» ABOUT THIS TASK: Starting at the top of the listing and stopping after the line that has "346L685 358L869 385L847", rewrite those lines as a numbered list, skipping blank lines and leaving out the pictures.
Segment Start: EXERCISE MATERIAL
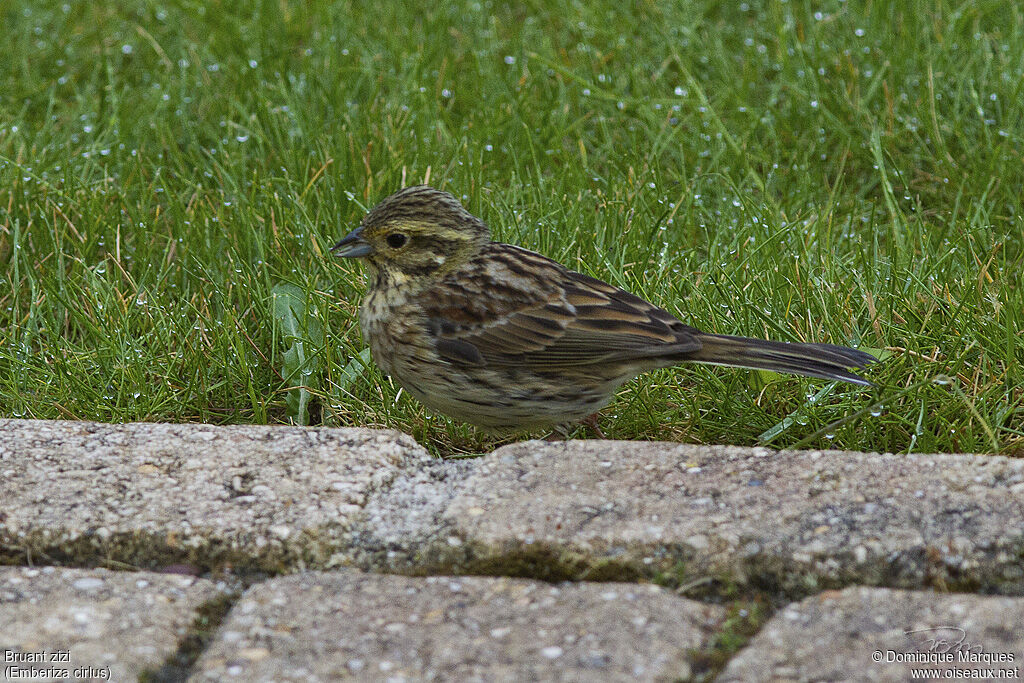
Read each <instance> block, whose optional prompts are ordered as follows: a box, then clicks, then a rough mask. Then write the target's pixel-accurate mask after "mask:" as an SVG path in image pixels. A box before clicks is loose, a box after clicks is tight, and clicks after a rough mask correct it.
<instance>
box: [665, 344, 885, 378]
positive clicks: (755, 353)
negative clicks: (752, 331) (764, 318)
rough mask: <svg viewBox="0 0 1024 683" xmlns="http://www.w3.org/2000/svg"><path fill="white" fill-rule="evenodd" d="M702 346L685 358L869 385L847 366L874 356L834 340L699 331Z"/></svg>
mask: <svg viewBox="0 0 1024 683" xmlns="http://www.w3.org/2000/svg"><path fill="white" fill-rule="evenodd" d="M698 339H699V341H700V344H701V347H700V348H699V349H697V350H696V351H691V352H689V353H687V355H686V358H685V359H686V360H688V361H692V362H702V364H707V365H715V366H730V367H733V368H751V369H754V370H771V371H774V372H777V373H790V374H793V375H806V376H808V377H817V378H820V379H824V380H837V381H841V382H850V383H851V384H861V385H864V386H871V383H870V382H868V381H867V380H865V379H864V378H863V377H860V376H859V375H855V374H854V373H851V372H849V369H850V368H863V367H865V366H867V365H868V364H870V362H874V361H876V360H877V358H876V357H874V356H873V355H871V354H869V353H865V352H864V351H858V350H857V349H854V348H847V347H846V346H836V345H834V344H803V343H797V342H774V341H767V340H763V339H751V338H748V337H730V336H728V335H712V334H707V333H701V334H700V335H699V336H698Z"/></svg>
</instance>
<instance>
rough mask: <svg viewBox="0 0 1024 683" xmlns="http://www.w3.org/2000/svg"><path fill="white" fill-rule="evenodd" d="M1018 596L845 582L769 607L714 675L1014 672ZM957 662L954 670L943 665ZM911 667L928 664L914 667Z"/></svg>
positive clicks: (884, 679)
mask: <svg viewBox="0 0 1024 683" xmlns="http://www.w3.org/2000/svg"><path fill="white" fill-rule="evenodd" d="M1022 625H1024V598H1007V597H983V596H977V595H964V594H937V593H930V592H924V591H899V590H888V589H879V588H864V587H854V588H848V589H846V590H843V591H839V592H835V591H830V592H826V593H822V594H820V595H815V596H812V597H809V598H806V599H804V600H802V601H801V602H798V603H795V604H791V605H788V606H786V607H784V608H783V609H781V610H780V611H779V612H778V613H776V614H775V616H773V617H772V618H771V620H770V621H769V622H768V623H767V624H766V625H765V626H764V628H763V629H762V630H761V632H760V633H758V635H756V636H755V637H754V638H753V639H752V640H751V642H750V643H748V645H746V647H745V648H744V649H743V650H741V651H740V652H739V653H738V654H737V655H736V656H734V657H733V658H732V660H731V661H730V663H729V665H728V667H727V668H726V670H725V671H724V672H723V674H722V675H721V676H720V677H719V678H718V680H719V681H728V682H730V683H731V682H736V683H738V682H744V683H746V682H757V681H864V682H865V683H866V682H868V681H909V680H976V681H977V680H1015V681H1019V680H1024V627H1022ZM947 669H952V670H957V671H958V675H953V674H945V673H943V672H944V671H945V670H947ZM914 670H933V672H935V670H938V672H935V673H933V675H929V676H922V675H919V676H914Z"/></svg>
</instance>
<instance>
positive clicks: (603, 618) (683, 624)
mask: <svg viewBox="0 0 1024 683" xmlns="http://www.w3.org/2000/svg"><path fill="white" fill-rule="evenodd" d="M722 615H723V610H722V608H721V607H717V606H714V605H706V604H701V603H698V602H693V601H690V600H686V599H684V598H680V597H678V596H676V595H674V594H673V593H671V592H669V591H666V590H665V589H660V588H658V587H655V586H649V585H647V586H641V585H629V584H573V585H560V586H555V585H551V584H544V583H540V582H531V581H522V580H512V579H486V578H471V577H433V578H426V579H422V578H406V577H394V575H385V574H371V573H361V572H359V571H354V570H345V571H336V572H309V573H304V574H298V575H292V577H286V578H282V579H275V580H272V581H269V582H266V583H263V584H260V585H258V586H254V587H253V588H251V589H250V590H249V591H247V592H246V593H245V595H243V597H242V598H241V599H240V600H239V602H238V603H236V604H234V606H233V607H232V609H231V611H230V612H229V613H228V615H227V617H226V618H225V620H224V622H223V624H222V625H221V628H220V630H219V631H218V633H217V635H216V637H215V638H214V640H213V642H212V643H211V644H210V647H209V648H208V649H207V651H206V652H205V653H204V654H203V656H202V657H201V658H200V660H199V661H198V663H197V665H196V670H195V673H194V676H193V678H191V679H190V680H193V681H222V680H239V681H303V682H305V681H334V680H342V679H347V678H350V679H351V680H368V681H371V680H372V681H377V680H393V681H400V680H417V681H424V680H451V681H539V680H541V681H555V680H564V681H598V680H600V681H649V680H674V679H676V678H680V677H681V678H686V677H688V676H689V673H690V668H689V664H688V660H687V656H688V652H689V651H690V650H691V649H695V648H699V647H701V646H702V645H703V644H705V643H706V642H707V640H708V637H709V634H710V633H711V632H712V631H713V630H714V629H715V628H716V627H717V626H718V624H719V623H720V621H721V618H722Z"/></svg>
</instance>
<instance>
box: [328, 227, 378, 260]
mask: <svg viewBox="0 0 1024 683" xmlns="http://www.w3.org/2000/svg"><path fill="white" fill-rule="evenodd" d="M371 251H373V248H372V247H371V246H370V243H369V242H367V241H366V240H364V239H362V227H361V226H359V227H357V228H355V229H354V230H352V231H351V232H349V233H348V234H346V236H345V237H343V238H342V239H341V240H340V241H339V242H338V244H336V245H335V246H333V247H331V253H332V254H334V255H335V256H337V257H338V258H360V257H362V256H368V255H369V254H370V252H371Z"/></svg>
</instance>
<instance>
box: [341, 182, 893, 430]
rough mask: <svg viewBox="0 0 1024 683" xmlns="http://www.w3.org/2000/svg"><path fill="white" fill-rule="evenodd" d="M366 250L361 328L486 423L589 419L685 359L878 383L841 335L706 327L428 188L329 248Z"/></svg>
mask: <svg viewBox="0 0 1024 683" xmlns="http://www.w3.org/2000/svg"><path fill="white" fill-rule="evenodd" d="M331 251H332V252H333V253H334V255H335V256H339V257H344V258H361V259H362V260H364V262H365V264H366V266H367V270H368V280H369V287H368V290H367V294H366V296H365V297H364V300H362V304H361V306H360V308H359V324H360V327H361V330H362V336H364V338H365V339H366V341H367V342H368V343H369V344H370V348H371V351H372V352H373V356H374V359H375V361H376V362H377V365H378V366H380V368H381V370H382V371H383V372H384V373H386V374H387V375H390V376H391V377H392V378H393V379H394V380H395V381H396V382H397V383H398V384H399V385H401V386H402V387H403V388H404V389H406V391H408V392H409V393H411V394H412V395H413V396H415V397H416V398H417V399H419V400H420V401H421V402H422V403H423V404H424V405H426V407H427V408H429V409H431V410H433V411H436V412H437V413H440V414H443V415H446V416H450V417H452V418H455V419H456V420H461V421H463V422H468V423H470V424H472V425H476V426H477V427H482V428H484V429H489V430H501V431H504V430H519V429H537V428H550V427H563V426H565V425H570V424H573V423H578V422H583V421H587V419H588V418H589V417H592V416H593V415H594V414H595V413H596V412H597V411H598V410H600V409H601V408H602V407H604V405H605V404H606V403H607V402H608V401H609V400H610V399H611V397H612V396H613V395H614V392H615V390H616V389H617V388H618V386H620V385H622V384H623V383H624V382H626V381H628V380H630V379H632V378H634V377H636V376H637V375H639V374H641V373H644V372H647V371H649V370H654V369H657V368H667V367H670V366H675V365H678V364H681V362H702V364H710V365H718V366H732V367H737V368H753V369H759V370H772V371H775V372H779V373H792V374H796V375H806V376H809V377H817V378H821V379H825V380H839V381H843V382H851V383H853V384H862V385H870V382H868V381H867V380H865V379H864V378H862V377H860V376H858V375H855V374H853V373H852V372H850V369H851V368H862V367H864V366H866V365H867V364H869V362H871V361H873V360H874V359H876V358H874V357H873V356H872V355H869V354H868V353H865V352H863V351H858V350H856V349H852V348H847V347H845V346H835V345H833V344H805V343H787V342H774V341H766V340H762V339H750V338H745V337H732V336H728V335H716V334H709V333H707V332H701V331H700V330H697V329H696V328H693V327H690V326H688V325H685V324H684V323H682V322H681V321H679V319H678V318H676V317H675V316H674V315H672V314H671V313H669V312H668V311H667V310H665V309H663V308H658V307H657V306H655V305H654V304H652V303H649V302H647V301H645V300H643V299H641V298H640V297H637V296H635V295H633V294H630V293H629V292H626V291H624V290H621V289H618V288H617V287H613V286H611V285H608V284H607V283H604V282H601V281H600V280H596V279H594V278H590V276H588V275H585V274H583V273H579V272H574V271H572V270H569V269H568V268H566V267H565V266H563V265H561V264H560V263H557V262H555V261H553V260H551V259H549V258H547V257H545V256H542V255H541V254H537V253H535V252H531V251H527V250H525V249H522V248H520V247H516V246H513V245H507V244H501V243H497V242H493V241H492V240H490V231H489V229H488V228H487V226H486V225H485V224H484V223H483V221H482V220H480V219H479V218H477V217H476V216H473V215H472V214H471V213H469V212H468V211H466V209H465V208H463V206H462V205H461V204H460V203H459V201H458V200H457V199H456V198H455V197H453V196H452V195H451V194H449V193H446V191H442V190H438V189H435V188H433V187H430V186H427V185H417V186H413V187H406V188H404V189H400V190H398V191H397V193H395V194H394V195H391V196H390V197H388V198H387V199H385V200H383V201H382V202H381V203H380V204H378V205H377V206H375V207H374V208H373V209H372V210H371V211H370V212H369V213H368V214H367V215H366V217H365V218H364V219H362V222H361V224H360V225H359V226H358V227H357V228H355V229H354V230H352V231H351V232H349V233H348V234H347V236H345V237H344V238H343V239H342V240H341V241H340V242H338V244H336V245H335V246H334V247H332V249H331Z"/></svg>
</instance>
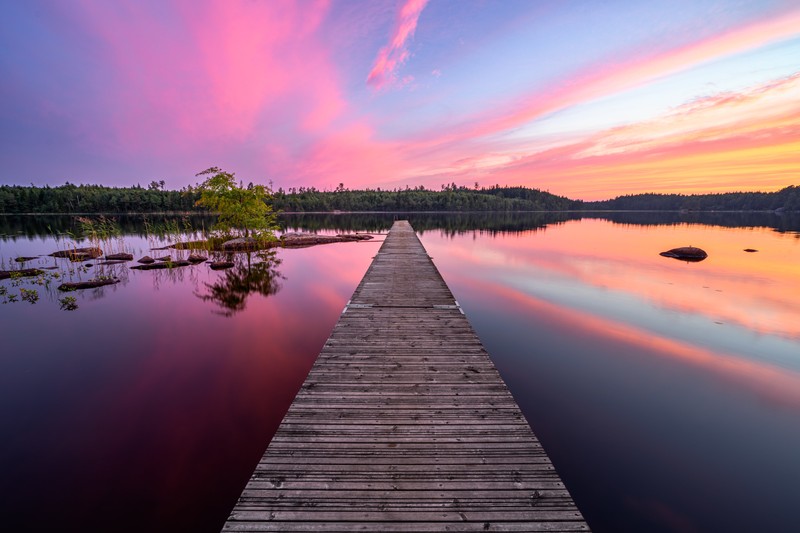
Segment End: EXERCISE MATERIAL
» FINISHED EXERCISE:
1. Read each <instance> block, whose optional prompts are ordered as follows: a box, then clicks, then a rough mask. Then write the target's pixel-accurate mask after "mask:" as an SVG path in image pixels. A box before clicks is loose, a box after clicks is tight, and clicks after a rough mask correct it.
2. <instance>
3. box: [665, 344, 885, 378]
4. positive clicks: (755, 353)
5. negative clicks: (752, 331) (764, 318)
6. rough mask: <svg viewBox="0 0 1024 683" xmlns="http://www.w3.org/2000/svg"><path fill="white" fill-rule="evenodd" d="M702 346L685 358L869 385L847 366L874 356L834 340L699 331Z"/></svg>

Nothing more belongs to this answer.